# DATA LINES
= = = = = = =

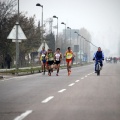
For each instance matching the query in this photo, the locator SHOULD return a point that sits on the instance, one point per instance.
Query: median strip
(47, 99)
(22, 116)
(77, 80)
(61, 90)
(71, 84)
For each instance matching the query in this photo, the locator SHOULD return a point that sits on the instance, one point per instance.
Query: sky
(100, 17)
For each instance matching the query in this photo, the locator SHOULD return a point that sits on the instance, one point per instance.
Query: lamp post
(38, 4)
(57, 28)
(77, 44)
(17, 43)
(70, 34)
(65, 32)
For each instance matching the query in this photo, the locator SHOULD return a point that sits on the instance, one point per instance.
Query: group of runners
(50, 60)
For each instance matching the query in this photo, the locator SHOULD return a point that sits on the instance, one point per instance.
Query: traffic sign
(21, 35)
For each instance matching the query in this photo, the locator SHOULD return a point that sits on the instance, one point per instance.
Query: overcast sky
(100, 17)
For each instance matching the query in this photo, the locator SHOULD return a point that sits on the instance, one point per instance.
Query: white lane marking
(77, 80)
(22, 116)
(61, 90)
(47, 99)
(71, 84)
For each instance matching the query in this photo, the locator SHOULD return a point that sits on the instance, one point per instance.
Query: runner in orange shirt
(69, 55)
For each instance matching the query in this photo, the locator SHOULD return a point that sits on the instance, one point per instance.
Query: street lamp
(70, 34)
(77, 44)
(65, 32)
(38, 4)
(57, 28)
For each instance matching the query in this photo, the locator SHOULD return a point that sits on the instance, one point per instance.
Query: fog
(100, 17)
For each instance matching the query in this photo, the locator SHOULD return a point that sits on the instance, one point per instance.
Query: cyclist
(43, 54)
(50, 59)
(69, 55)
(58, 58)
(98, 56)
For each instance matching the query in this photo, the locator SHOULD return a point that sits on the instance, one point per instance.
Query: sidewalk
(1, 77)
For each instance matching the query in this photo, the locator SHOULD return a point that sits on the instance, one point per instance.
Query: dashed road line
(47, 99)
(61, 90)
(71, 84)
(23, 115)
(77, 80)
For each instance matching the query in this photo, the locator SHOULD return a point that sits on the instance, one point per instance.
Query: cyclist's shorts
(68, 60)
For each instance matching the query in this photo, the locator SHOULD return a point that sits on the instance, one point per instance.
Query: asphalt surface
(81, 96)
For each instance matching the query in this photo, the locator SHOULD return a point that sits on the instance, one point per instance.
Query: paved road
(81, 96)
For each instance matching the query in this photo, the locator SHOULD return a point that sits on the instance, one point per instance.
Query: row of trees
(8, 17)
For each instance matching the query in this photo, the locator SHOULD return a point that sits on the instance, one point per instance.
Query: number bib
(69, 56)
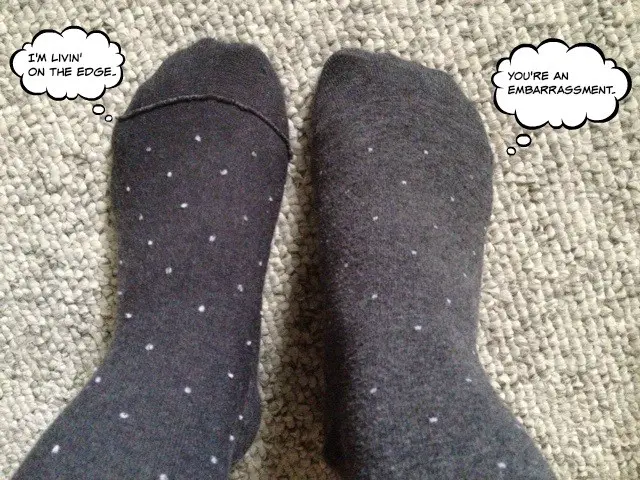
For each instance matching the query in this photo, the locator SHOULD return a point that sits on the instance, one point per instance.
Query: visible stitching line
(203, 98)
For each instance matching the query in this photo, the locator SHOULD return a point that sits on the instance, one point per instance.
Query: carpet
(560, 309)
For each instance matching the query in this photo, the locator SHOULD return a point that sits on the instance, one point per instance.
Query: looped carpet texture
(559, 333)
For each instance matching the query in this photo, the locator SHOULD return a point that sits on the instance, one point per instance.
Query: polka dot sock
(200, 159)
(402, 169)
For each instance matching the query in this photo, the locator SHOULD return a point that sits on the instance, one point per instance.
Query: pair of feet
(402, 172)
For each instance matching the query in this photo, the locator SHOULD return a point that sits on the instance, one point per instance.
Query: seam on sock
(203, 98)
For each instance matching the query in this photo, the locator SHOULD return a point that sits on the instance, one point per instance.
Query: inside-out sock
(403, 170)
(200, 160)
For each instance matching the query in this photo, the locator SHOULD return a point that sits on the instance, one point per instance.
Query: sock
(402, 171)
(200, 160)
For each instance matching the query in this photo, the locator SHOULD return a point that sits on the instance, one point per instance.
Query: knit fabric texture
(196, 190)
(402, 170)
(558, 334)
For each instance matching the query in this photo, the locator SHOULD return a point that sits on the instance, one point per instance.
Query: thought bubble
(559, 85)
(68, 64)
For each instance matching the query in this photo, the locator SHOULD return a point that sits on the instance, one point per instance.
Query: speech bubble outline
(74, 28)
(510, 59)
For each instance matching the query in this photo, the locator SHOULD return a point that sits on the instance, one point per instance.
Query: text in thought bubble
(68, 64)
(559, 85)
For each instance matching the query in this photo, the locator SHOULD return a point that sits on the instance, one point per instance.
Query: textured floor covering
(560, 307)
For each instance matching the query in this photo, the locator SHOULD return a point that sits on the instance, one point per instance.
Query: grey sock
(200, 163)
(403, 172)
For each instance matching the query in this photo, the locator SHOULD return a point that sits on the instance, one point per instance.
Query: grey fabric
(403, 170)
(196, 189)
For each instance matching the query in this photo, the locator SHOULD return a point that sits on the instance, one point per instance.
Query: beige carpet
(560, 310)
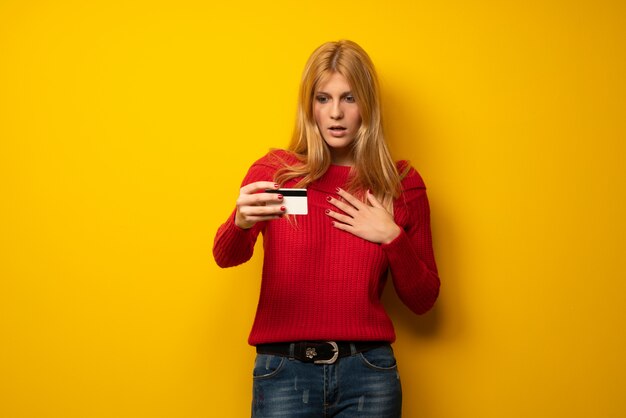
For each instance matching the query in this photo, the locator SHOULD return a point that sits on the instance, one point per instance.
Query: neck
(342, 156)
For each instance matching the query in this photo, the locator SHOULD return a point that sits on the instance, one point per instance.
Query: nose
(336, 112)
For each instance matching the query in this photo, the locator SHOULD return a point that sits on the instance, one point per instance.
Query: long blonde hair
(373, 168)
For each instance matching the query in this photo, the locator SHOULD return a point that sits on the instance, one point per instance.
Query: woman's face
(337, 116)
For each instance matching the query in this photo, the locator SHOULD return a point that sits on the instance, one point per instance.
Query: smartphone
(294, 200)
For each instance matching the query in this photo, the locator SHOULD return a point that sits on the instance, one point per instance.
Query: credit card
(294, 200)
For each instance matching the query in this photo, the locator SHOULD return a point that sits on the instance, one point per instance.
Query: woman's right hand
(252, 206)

= = = = = = =

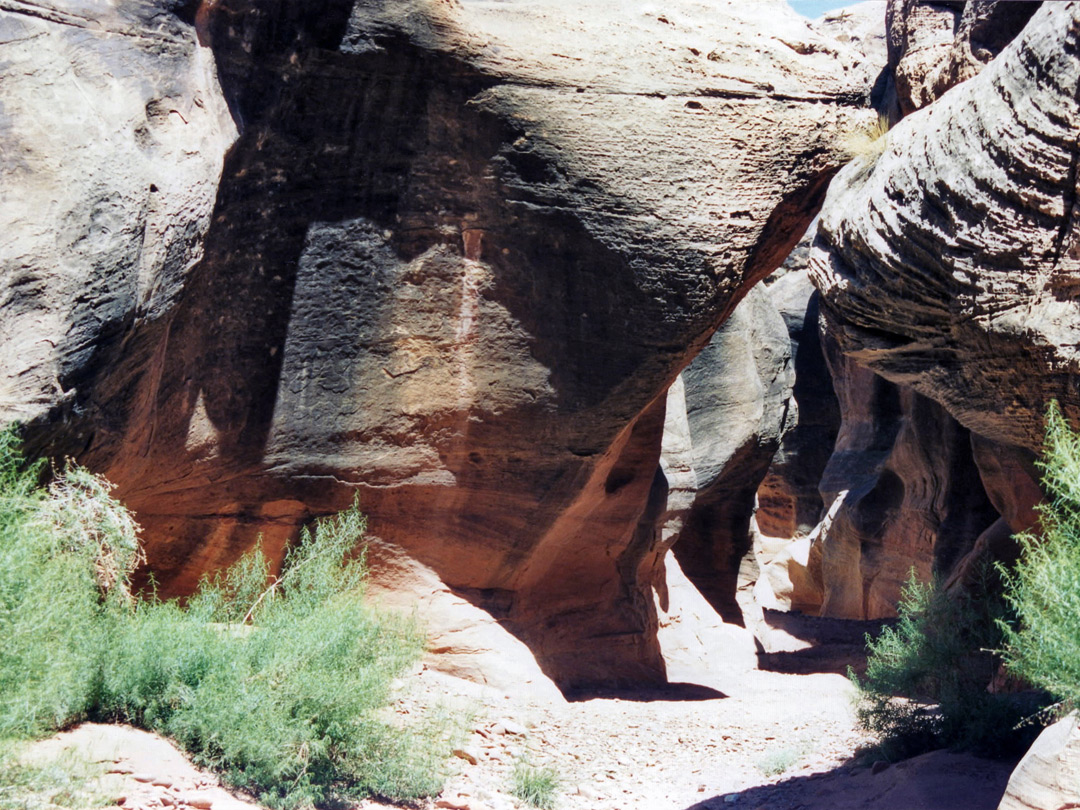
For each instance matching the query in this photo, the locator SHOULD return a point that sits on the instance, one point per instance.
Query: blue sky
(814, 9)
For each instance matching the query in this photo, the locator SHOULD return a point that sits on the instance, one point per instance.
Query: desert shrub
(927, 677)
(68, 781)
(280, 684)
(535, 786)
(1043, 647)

= = = = = = =

# WRITTEN EXERCISE
Report how many lines of the listing above contain the string "thought". Case counts, and the reply should be the number alone.

# RESULT FOR THIS TASK
2